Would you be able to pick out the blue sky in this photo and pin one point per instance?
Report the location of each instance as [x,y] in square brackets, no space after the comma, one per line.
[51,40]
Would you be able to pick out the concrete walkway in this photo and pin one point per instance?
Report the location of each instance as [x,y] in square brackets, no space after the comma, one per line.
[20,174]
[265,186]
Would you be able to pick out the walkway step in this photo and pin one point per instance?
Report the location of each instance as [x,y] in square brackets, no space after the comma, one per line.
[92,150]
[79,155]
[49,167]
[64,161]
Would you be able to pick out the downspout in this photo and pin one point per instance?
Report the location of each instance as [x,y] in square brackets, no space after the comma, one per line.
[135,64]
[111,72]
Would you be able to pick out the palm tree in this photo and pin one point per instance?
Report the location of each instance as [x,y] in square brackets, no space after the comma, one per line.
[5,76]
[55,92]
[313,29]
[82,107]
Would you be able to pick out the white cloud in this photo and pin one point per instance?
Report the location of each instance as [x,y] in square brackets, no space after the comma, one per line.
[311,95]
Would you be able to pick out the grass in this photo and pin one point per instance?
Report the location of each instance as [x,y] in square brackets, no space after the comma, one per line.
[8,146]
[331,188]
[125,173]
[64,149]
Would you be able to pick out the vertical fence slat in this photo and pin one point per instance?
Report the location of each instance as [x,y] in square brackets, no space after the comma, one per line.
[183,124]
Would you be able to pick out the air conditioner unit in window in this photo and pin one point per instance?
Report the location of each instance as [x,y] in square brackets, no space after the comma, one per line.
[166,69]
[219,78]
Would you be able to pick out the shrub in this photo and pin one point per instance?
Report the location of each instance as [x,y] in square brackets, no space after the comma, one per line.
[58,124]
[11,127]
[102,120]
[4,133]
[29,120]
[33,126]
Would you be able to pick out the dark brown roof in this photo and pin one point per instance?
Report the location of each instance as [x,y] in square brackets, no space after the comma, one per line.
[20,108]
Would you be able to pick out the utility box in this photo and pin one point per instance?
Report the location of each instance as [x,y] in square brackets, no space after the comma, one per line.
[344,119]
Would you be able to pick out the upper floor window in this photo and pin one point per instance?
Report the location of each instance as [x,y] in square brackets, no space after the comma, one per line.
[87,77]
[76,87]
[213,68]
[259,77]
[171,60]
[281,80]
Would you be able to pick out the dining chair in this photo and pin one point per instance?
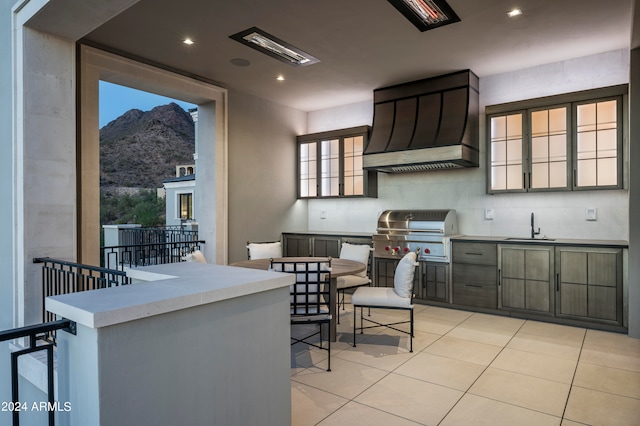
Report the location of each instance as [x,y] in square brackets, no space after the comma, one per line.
[309,298]
[264,250]
[400,296]
[360,253]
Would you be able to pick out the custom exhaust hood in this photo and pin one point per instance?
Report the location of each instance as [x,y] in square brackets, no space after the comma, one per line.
[430,124]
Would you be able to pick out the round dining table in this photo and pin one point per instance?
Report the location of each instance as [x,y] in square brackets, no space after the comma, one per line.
[339,268]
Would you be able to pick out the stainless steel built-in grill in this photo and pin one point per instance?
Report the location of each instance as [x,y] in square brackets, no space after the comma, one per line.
[402,231]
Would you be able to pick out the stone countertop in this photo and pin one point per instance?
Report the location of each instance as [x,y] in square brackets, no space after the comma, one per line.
[164,288]
[542,241]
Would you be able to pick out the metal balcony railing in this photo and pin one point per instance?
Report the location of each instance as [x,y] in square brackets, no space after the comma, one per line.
[62,277]
[165,234]
[133,255]
[37,341]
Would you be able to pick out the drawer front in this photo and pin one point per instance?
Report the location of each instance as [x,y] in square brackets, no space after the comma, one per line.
[475,253]
[475,295]
[475,274]
[475,285]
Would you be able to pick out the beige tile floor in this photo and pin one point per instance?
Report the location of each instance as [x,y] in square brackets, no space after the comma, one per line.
[468,369]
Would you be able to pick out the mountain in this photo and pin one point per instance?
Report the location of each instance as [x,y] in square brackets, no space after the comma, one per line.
[140,149]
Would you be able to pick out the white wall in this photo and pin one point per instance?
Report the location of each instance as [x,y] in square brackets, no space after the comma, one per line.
[6,208]
[559,215]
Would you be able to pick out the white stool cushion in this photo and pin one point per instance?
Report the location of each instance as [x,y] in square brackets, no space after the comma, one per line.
[380,297]
[357,252]
[403,278]
[265,250]
[348,281]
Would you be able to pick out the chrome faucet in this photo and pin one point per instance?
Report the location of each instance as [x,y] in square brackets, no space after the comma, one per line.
[533,230]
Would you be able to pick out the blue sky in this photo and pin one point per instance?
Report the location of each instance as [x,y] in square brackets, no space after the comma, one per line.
[115,100]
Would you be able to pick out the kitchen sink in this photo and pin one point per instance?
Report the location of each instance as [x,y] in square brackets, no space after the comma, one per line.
[529,239]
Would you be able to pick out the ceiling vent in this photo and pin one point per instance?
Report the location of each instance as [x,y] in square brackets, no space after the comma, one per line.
[430,124]
[270,45]
[426,14]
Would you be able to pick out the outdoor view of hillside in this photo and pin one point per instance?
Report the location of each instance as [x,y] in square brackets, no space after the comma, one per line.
[138,151]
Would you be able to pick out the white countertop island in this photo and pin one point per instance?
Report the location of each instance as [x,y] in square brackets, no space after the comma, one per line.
[186,343]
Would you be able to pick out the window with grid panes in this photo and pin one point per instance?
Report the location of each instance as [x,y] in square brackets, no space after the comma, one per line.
[573,142]
[330,165]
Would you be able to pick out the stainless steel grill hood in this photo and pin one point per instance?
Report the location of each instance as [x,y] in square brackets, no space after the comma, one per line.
[430,124]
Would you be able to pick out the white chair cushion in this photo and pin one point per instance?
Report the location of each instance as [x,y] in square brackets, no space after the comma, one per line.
[357,252]
[348,281]
[380,297]
[265,250]
[403,278]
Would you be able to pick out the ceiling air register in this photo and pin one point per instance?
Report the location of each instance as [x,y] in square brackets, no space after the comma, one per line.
[270,45]
[426,14]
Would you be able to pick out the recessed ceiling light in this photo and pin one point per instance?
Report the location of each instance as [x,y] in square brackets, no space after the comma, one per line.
[426,14]
[514,12]
[274,47]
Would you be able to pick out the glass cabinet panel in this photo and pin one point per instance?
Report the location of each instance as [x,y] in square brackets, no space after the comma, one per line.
[569,142]
[330,164]
[597,147]
[308,170]
[506,152]
[353,173]
[330,168]
[549,148]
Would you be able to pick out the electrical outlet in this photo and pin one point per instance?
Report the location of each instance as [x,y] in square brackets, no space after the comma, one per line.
[488,214]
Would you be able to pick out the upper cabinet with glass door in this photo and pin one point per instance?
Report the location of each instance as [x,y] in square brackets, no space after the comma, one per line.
[330,165]
[564,142]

### [What is required]
Exactly as written, return every line of the listing, but not the pictures.

### [Solution for this problem]
Would you be able to pick out the blue sky in this photo and pin one point per instance?
Report the location of each instance as [x,y] in square brackets, no space after the comma, one per line.
[51,40]
Would you be able to pick out the concrete walkway in this photo and pin one point per instance?
Report the location of each instance as [x,y] in square brackets, no space after the comma, one per line.
[20,174]
[265,186]
Would you be able to pick out the walkway step in this photo and pin one point per instance?
Report the location of each instance as [x,y] in square brackets, no space after the comma, one per line.
[92,150]
[79,155]
[49,167]
[64,161]
Would you be able to pick out the downspout in this photo and pin one point per instance?
Report the location of each instance as [x,y] in square brackets, no space after the comma, one per line.
[135,64]
[111,72]
Would you be able to pick out the palm tree in this photo and pin one point per instance?
Report the location of each instance as [x,y] in square brackets, no space after the comma, one per line.
[5,76]
[55,92]
[313,29]
[82,107]
Would you be able to pick out the white cloud in this photo and pin one point per instance?
Report the location of each instance as [x,y] in square brackets, no space after the comma, one per line.
[311,95]
Would you be able to pick out the grass in this photo and pin one point per instance?
Report the location of each instance as [x,y] in square brackets, no space after the comma, one per line.
[8,146]
[331,188]
[125,173]
[64,149]
Would you be able to pick out the vertical fence slat in this photo and pin one point per instance?
Report the location of each instance as [x,y] in square brackets, no space after the comma, one per line.
[183,124]
Would you be able to pick out the air conditioner unit in window in this photo and pin one point per instance?
Report the location of each instance as [x,y] in square brackets, no space after the comma, one per line.
[166,69]
[219,78]
Would you be able to pick out the shrub in this photo and pin one point per instance?
Report the location of each instance as [x,y] in square brackets, no space after the comma, one per line.
[58,124]
[11,127]
[102,120]
[4,133]
[29,120]
[33,126]
Would you be able to pick out the dark brown roof in this photo and pin one point per instance?
Report the location of each instance as [x,y] in square brackets, no space after the comma, one per line.
[20,108]
Would you be able to pick out the utility box in this photo and pin one point per instance?
Report the location of each instance as [x,y] in square brackets, no space after the comma, one per line.
[344,119]
Would you be able to pick out the upper floor window in this photo and pin one point per instance?
Report the location of each instance as [x,y] in square brackets, no space after the comma, one per line.
[87,77]
[76,87]
[213,68]
[259,77]
[171,60]
[281,80]
Would you be able to pick out the dining chair in this photo and pin one point per instance?
Report the location of each instance as [x,y] in square brackets, no space after the comma, one per line.
[309,298]
[264,250]
[400,296]
[360,253]
Would you be able to pick out the custom exhaust hood in this photo and pin one point per instance?
Report the location of each instance as [x,y] in square brackets, no space after the comma, one per line.
[430,124]
Would you be able to pick out the round dining table in this photo and pin one point per instance?
Report the location of each instance as [x,y] in square brackets, no space after the comma, one per line.
[339,268]
Would you be able to pick out the stainless steel built-in grill in this photo and pin one point per instance?
Report the location of each instance as [x,y] in square brackets, no space after the comma, one per line.
[402,231]
Would you be able to pick out the stone countertop in this photo and pin one point per instance?
Report the location of each instance as [x,y] in square brackets, no space after the comma, one per line.
[164,288]
[542,241]
Would you be able to pick out the metal balcony railing in this photo and pin one point per instance?
Report the location of each instance as [x,y] in square brackets, no space after the comma, one per line.
[62,277]
[165,234]
[133,255]
[37,341]
Would you be able to pick out the drawer front in this photo and pin one point per instance?
Report the location of each instance as [x,y] in square brackets, no space after the comma, one per line.
[475,253]
[475,295]
[475,274]
[475,285]
Would you be able to pick out the beige tile floor in this photo and pin one point per instance?
Report the location of each instance as [x,y] in square brackets, no space after the comma, one per line.
[468,369]
Would you be able to pick out the mountain in this photo and pin one point per instance?
Report the location of each instance as [x,y] in square brackets, no space after the comma, one per line.
[140,149]
Would you be able to pick out the white wall in this photo and pin one point per instance?
Report the location of each instance as [x,y] in square brackets, no space after the comma, one per line.
[6,208]
[559,215]
Would you be able to pick out the white stool cushion in this photo and pin one point per instance?
Report the location of each instance as [x,y] in square brackets, no space after the comma, one per line.
[380,297]
[357,252]
[403,278]
[265,250]
[348,281]
Would you be able to pick out the chrome faucet in this photo and pin one point per instance?
Report the location of each instance as [x,y] in square brackets, no space after the comma, one per line.
[533,230]
Would you be able to pick out the blue sky in this photo and pin one point per instance?
Report the location of each instance as [x,y] in square brackets, no space after the comma, one per line.
[115,100]
Would you be able to pick out the kitchen sink in this photo and pin one point per instance?
Report the location of each instance as [x,y] in square brackets, no space after the comma, one per line.
[529,239]
Would you be able to pick out the ceiling vent in this photo and pin one point per instance?
Report the location of each instance as [x,y] in square brackets, no space after the comma, one per line.
[430,124]
[270,45]
[426,14]
Would you be able to pick out the outdoor view of hillside in this photo and pin one point per instance?
Report the location of each instance as [x,y] in square brackets, no space after the comma, one per line.
[138,151]
Would you be able to pick out the white countertop island in this photo and pin one point per instance?
Report the location of each instance as [x,y] in square brackets, no space after the comma, one per line.
[186,343]
Would you be able to pick out the window with grid panes in this photo and pin one point per instance?
Report the location of each instance as [x,y] in square brackets, no space after the comma, one per line.
[573,142]
[330,165]
Would you be able to pick out the stainless steel grill hood in this photo and pin one point per instance?
Report the location of each instance as [x,y] in square brackets, no space after the comma, one per line.
[430,124]
Would you be able to pick out the white chair cushion in this photo and pin one point per instance?
Report the location of each instance as [x,y] in square brackets, no space after the comma, one per line.
[357,252]
[348,281]
[380,297]
[265,250]
[403,278]
Would you be able to pick out the ceiling air register in this photo and pin one point per instance?
Report the location of each instance as [x,y] in square brackets, no space after the comma, one per line.
[270,45]
[426,14]
Would you be able to pick out the recessed ceiling light in this photo and pin one point per instance?
Report the location of each instance as [x,y] in square brackets, no space after the comma, one per line.
[426,14]
[514,12]
[274,47]
Would you be able to pick out the glass cabinet panel in this photo and pin one point per instance?
Report the location of each instance as [x,y] in square brackets, no space after the comma, one per line.
[569,142]
[330,164]
[597,147]
[308,170]
[506,152]
[353,173]
[330,168]
[549,148]
Would you be able to pick out the electrical outlet in this photo and pin one point per instance?
Report the location of each instance as [x,y] in square brackets, no space after the comma, one per line.
[488,214]
Would you be able to pick out the upper cabinet with glass door in this photo and pin one point per instance?
Report the location of each instance as [x,y] in square brackets, no space after the comma, one per line.
[330,165]
[564,142]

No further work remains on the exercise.